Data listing
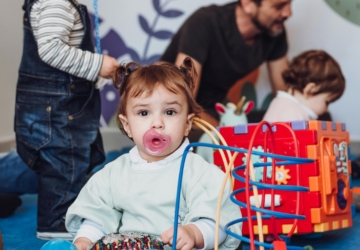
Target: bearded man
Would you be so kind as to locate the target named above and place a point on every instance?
(228, 42)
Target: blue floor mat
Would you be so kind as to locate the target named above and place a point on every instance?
(19, 230)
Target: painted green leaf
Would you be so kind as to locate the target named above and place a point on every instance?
(348, 9)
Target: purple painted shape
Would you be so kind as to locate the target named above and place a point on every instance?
(300, 125)
(323, 125)
(241, 129)
(114, 44)
(108, 107)
(333, 126)
(343, 126)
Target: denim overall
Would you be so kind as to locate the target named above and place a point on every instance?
(57, 125)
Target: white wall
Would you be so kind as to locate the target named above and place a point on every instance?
(10, 54)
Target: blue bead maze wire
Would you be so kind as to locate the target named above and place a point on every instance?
(289, 159)
(97, 35)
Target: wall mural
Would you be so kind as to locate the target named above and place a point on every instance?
(350, 10)
(140, 31)
(115, 46)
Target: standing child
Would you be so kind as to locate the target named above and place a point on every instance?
(314, 80)
(137, 191)
(57, 106)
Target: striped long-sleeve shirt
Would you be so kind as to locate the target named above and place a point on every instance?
(58, 30)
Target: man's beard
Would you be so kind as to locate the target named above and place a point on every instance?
(264, 28)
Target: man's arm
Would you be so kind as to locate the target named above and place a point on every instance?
(275, 69)
(198, 67)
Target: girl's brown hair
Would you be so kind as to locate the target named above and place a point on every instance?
(315, 66)
(132, 80)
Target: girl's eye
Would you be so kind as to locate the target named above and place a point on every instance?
(170, 112)
(143, 113)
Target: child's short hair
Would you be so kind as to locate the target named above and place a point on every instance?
(132, 80)
(318, 67)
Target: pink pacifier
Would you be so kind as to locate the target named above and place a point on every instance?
(156, 143)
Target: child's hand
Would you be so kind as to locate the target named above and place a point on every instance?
(82, 243)
(108, 67)
(188, 237)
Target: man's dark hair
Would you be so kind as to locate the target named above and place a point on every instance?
(257, 2)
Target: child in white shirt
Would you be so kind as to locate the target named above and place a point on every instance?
(314, 80)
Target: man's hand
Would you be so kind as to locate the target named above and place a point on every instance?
(108, 67)
(188, 237)
(82, 243)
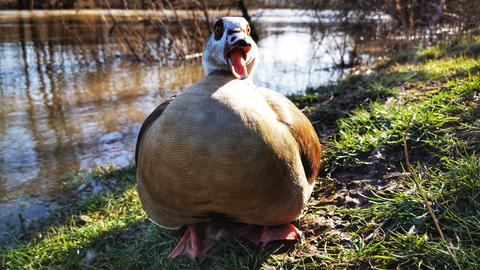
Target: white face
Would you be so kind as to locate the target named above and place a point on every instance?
(230, 48)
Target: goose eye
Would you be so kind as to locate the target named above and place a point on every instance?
(218, 29)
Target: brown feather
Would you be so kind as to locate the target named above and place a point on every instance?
(225, 147)
(150, 119)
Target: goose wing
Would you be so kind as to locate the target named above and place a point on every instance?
(149, 121)
(300, 128)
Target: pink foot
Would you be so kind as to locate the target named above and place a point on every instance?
(190, 245)
(266, 234)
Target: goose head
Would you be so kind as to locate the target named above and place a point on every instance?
(230, 49)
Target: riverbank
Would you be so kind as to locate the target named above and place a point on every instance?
(396, 140)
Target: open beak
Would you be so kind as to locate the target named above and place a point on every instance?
(236, 54)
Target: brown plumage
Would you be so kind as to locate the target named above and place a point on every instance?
(225, 147)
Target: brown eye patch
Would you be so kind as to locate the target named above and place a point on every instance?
(218, 29)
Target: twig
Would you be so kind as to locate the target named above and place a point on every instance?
(424, 197)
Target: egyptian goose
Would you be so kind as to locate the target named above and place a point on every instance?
(227, 150)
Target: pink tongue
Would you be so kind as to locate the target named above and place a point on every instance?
(238, 65)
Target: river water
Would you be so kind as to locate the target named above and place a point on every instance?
(62, 110)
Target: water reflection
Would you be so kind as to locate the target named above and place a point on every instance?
(66, 104)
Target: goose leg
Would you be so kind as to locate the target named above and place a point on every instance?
(190, 245)
(198, 239)
(262, 235)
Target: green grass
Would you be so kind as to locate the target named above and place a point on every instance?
(366, 211)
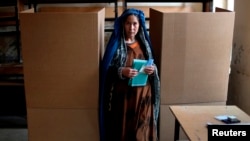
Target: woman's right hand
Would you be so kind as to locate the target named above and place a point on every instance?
(129, 72)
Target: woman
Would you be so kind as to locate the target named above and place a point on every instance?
(128, 113)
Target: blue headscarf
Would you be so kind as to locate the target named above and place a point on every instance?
(116, 44)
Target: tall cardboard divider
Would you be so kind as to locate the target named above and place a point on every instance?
(193, 51)
(62, 48)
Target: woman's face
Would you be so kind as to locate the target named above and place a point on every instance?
(131, 26)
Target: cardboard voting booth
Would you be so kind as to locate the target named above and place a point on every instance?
(62, 48)
(193, 51)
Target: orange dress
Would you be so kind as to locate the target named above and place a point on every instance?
(131, 108)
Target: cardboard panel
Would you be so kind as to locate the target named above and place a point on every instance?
(167, 121)
(63, 125)
(61, 53)
(193, 54)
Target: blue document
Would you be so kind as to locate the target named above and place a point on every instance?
(141, 78)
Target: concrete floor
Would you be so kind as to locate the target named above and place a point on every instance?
(13, 134)
(13, 128)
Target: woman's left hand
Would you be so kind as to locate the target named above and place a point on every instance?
(149, 69)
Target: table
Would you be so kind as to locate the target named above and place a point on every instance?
(193, 119)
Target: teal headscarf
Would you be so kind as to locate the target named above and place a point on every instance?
(115, 55)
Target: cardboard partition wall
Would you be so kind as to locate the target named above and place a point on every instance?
(62, 48)
(193, 52)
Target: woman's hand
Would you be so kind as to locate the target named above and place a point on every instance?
(149, 69)
(129, 72)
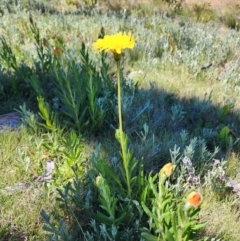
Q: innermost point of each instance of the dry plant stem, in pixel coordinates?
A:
(124, 157)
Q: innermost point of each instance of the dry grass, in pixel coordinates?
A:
(215, 4)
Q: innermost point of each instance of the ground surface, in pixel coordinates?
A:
(215, 4)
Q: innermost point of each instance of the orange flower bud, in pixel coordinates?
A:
(194, 199)
(167, 169)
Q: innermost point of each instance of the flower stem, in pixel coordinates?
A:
(122, 142)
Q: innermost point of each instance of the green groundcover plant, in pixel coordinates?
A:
(123, 203)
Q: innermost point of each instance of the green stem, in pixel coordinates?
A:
(125, 161)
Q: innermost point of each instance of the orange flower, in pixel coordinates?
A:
(167, 169)
(194, 199)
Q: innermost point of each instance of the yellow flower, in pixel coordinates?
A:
(194, 199)
(115, 43)
(167, 169)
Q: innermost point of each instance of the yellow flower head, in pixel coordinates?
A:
(115, 43)
(194, 199)
(167, 169)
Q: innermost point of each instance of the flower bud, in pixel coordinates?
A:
(167, 169)
(194, 199)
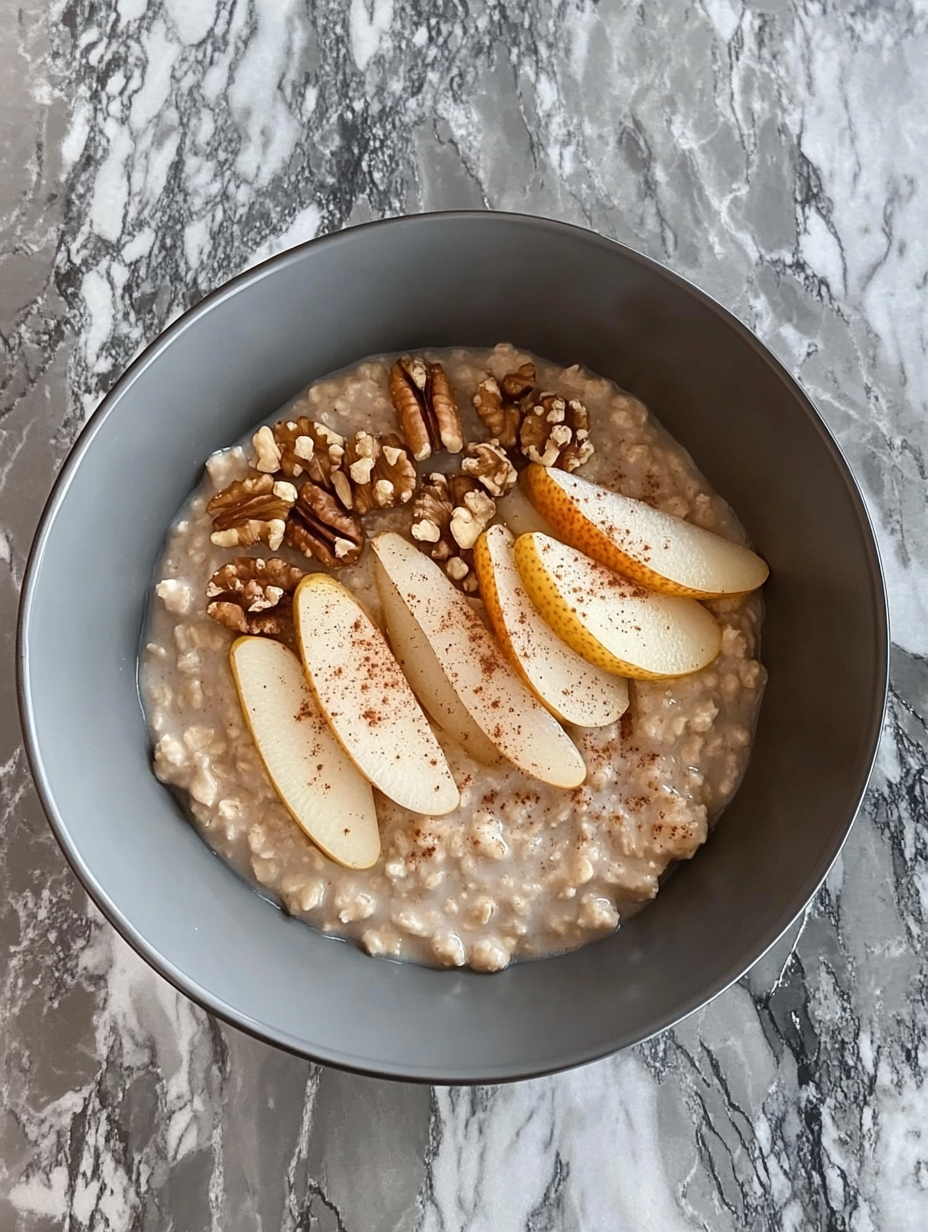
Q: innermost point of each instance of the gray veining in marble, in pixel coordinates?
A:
(774, 152)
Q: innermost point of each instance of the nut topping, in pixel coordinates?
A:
(502, 404)
(380, 471)
(556, 433)
(487, 463)
(252, 510)
(425, 407)
(319, 526)
(449, 516)
(250, 595)
(307, 449)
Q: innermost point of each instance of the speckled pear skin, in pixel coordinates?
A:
(576, 690)
(366, 700)
(602, 614)
(632, 539)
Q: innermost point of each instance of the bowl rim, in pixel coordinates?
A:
(201, 996)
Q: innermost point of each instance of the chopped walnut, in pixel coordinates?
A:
(449, 516)
(250, 595)
(322, 527)
(266, 451)
(556, 433)
(486, 462)
(425, 407)
(380, 471)
(252, 510)
(307, 447)
(502, 404)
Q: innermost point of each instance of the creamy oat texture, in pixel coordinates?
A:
(520, 870)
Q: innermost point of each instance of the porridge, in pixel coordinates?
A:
(518, 867)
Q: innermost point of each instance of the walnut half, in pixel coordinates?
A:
(252, 510)
(321, 527)
(556, 433)
(425, 407)
(449, 516)
(502, 404)
(250, 595)
(381, 473)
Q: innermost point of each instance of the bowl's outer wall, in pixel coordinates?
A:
(440, 281)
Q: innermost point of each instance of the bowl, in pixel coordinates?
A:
(443, 280)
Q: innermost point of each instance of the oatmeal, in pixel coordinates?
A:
(519, 869)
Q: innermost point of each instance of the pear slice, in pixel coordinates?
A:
(610, 620)
(659, 551)
(465, 670)
(318, 784)
(571, 688)
(518, 513)
(366, 700)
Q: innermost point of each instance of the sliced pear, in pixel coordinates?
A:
(423, 670)
(610, 620)
(318, 784)
(659, 551)
(466, 662)
(366, 700)
(572, 689)
(518, 513)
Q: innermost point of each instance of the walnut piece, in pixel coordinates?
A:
(380, 471)
(487, 462)
(449, 516)
(306, 447)
(322, 527)
(502, 404)
(556, 433)
(250, 595)
(425, 407)
(252, 510)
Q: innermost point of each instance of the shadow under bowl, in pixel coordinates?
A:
(445, 280)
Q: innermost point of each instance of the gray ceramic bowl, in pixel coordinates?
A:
(468, 279)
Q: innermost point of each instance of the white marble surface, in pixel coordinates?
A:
(774, 152)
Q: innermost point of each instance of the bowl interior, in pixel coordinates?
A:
(440, 281)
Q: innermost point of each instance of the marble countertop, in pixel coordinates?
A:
(772, 150)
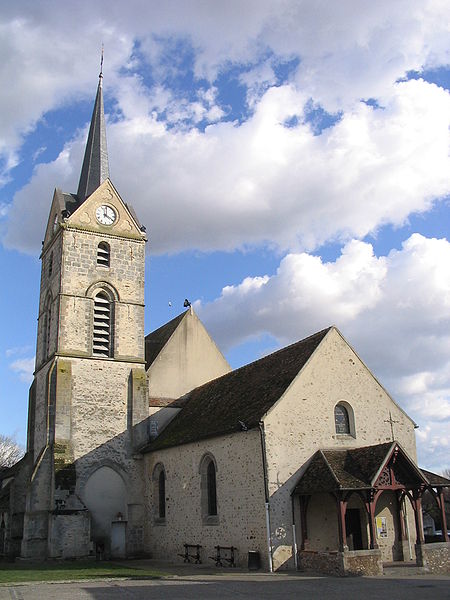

Task statement —
Starting at the row that contains "Q: innermost point of each instance of the bowl, in" and ending with the last row, repeat the rows with "walnut piece" changed to "walnut half" and everything else kept the same. Leave the pictures out of your answer.

Answer below —
Q: innermost point of each instance of the bowl, in pixel coordinates?
A:
(443, 280)
Q: innermost point of each instance of the oatmeal, in pixel coordinates?
A:
(519, 869)
Q: innermost point of each instance of the pear slice, in pixel coordinates?
A:
(610, 620)
(659, 551)
(465, 670)
(318, 784)
(571, 688)
(518, 513)
(366, 700)
Q: innermost point of each instance of the sliced pear, in pixel coordinates?
A:
(423, 670)
(610, 620)
(318, 784)
(659, 551)
(466, 662)
(366, 700)
(572, 689)
(518, 513)
Q: innermost point of each instance of the walnut half, in pixel coordinates?
A:
(380, 471)
(487, 462)
(449, 516)
(306, 447)
(322, 527)
(502, 404)
(556, 433)
(250, 595)
(425, 407)
(252, 510)
Q: innermost point of each instance of the shadow under bowl, in pixel coordinates?
A:
(445, 280)
Q: innermost point of each instance of the gray ceramic bowl, in pixel coordinates?
A:
(468, 279)
Q: innermost point of each instance of the white marble surface, in pixel coordinates?
A:
(774, 152)
Q: innermost point of each instance of the bowl interior, in pixel coordinates?
A:
(440, 281)
Q: innermost point of each instance of the marble countertop, in pixel coordinates?
A:
(772, 150)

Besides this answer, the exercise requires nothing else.